[Records for the exercise — start]

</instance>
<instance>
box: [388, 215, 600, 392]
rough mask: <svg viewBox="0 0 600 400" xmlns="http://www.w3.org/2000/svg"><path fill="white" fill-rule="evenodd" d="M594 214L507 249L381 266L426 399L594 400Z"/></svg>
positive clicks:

[Records for the exercise — finish]

■ **About this exercise**: Make an exact copy of each line, beginning at the one containing "rough mask: <svg" and ending with the last line of the data, and of no other line.

■ **Solution to this exercise**:
rough mask: <svg viewBox="0 0 600 400" xmlns="http://www.w3.org/2000/svg"><path fill="white" fill-rule="evenodd" d="M594 214L507 249L381 266L426 399L594 400Z"/></svg>
positive clicks:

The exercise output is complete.